◆ 練習問題
下の行から、「tulip」という文字列を含むものをすべて抜き出してください。

◆ 練習用データ
__________

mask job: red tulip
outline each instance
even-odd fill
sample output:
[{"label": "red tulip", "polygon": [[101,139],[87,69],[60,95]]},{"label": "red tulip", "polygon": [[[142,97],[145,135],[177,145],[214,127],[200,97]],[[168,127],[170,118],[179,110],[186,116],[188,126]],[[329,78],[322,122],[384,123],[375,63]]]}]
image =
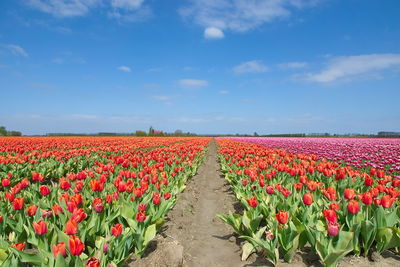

__________

◆ 解答全文
mask job: red tulip
[{"label": "red tulip", "polygon": [[101,139],[87,69],[60,95]]},{"label": "red tulip", "polygon": [[[142,97],[145,135],[177,145],[214,127],[200,97]],[[168,127],[170,118],[179,110],[186,116],[188,126]],[[329,78],[322,122],[384,123],[375,63]]]}]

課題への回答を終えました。